-- START OF Reading passage --

# woodman3222 with frozen few cook



## woodman3222 (Feb 3, 2008)

A strange night. Getting home from the indoor golf tournament and bar hopping all day. I started at 11 pm Saturday night. Temp was 31dropped down to 30 no wind. Coyotes hollowing all night. Put on the 10-1/2 pound butt, brisket and 2 rack of ribs. Ribs done at 6, butt done at 7:30. Seriously confused on why the butt was done in 71/2 hours. Used a different meat supplier for the butt. I was figuring 15 hours for the butt. Never had one finish so fast. I cooked at 225 to 230. I just wrapped it and put it in a cooler. That was supposed to be for dinner tonight. What do you think it will be if I keep it in the cooler for 5 hours and have it for lunch. Would it be any good in cooler for 10 hours for dinner.

Brisket is where I figure it should be for temperature at this time into cook.


----------



## Cliff H. (Feb 3, 2008)

I have done 5 hours before.  I don't know about 10.

That did cook quick.  I guess all pigs are not created equal.


----------



## ScottyDaQ (Feb 3, 2008)

What was the temp when you pulled it? I assume you calibrated your them?

But I'm with Cliff, 10 hours in just a cooler and your probably looking at the danger zone. I'd pull it NOW, bag it, and re-heat at dinner time.... or keep it in a 200 degree oven all day....but you'd probably start to loose some moisture due to evaporation.


----------



## Bobberqer (Feb 3, 2008)

I agree put that butt in the fridge... 1st wrap it in saran wrap, tightly, then wrap tightly in foil.... in a preheated 275 heating vessel, reheat for a little over and hour.. put a thermometer to it and pull at 160,


----------



## woodman3222 (Feb 3, 2008)

-- END OF Reading passage --

## Stated problem 1
Express the rows below as a Markdown table with the columns Number and Content, one line per table row and blank lines left out. Leave the picture out of the answer.

-- START OF Source records --

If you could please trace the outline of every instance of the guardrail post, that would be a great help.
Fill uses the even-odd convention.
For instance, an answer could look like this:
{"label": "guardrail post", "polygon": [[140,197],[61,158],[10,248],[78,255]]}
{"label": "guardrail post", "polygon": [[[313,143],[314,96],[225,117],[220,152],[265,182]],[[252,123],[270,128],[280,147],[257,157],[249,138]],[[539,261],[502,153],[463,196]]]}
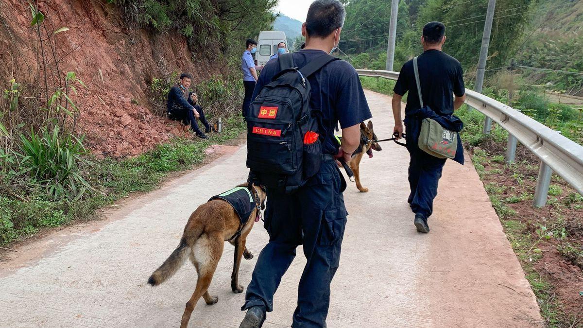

-- END OF Source records --

## Stated problem 2
Answer these questions from the forum thread:
(a) What temperature range did woodman3222 cook at?
(b) How many hours has Cliff H. kept meat in a cooler before?
(c) At what temperature does Bobberqer say to pull the reheated butt?

## Full output 1
| Number | Content |
|---|---|
| 1 | If you could please trace the outline of every instance of the guardrail post, that would be a great help. |
| 2 | Fill uses the even-odd convention. |
| 3 | For instance, an answer could look like this: |
| 4 | {"label": "guardrail post", "polygon": [[140,197],[61,158],[10,248],[78,255]]} |
| 5 | {"label": "guardrail post", "polygon": [[[313,143],[314,96],[225,117],[220,152],[265,182]],[[252,123],[270,128],[280,147],[257,157],[249,138]],[[539,261],[502,153],[463,196]]]} |

## Full output 2
(a) 225 to 230
(b) 5 hours
(c) 160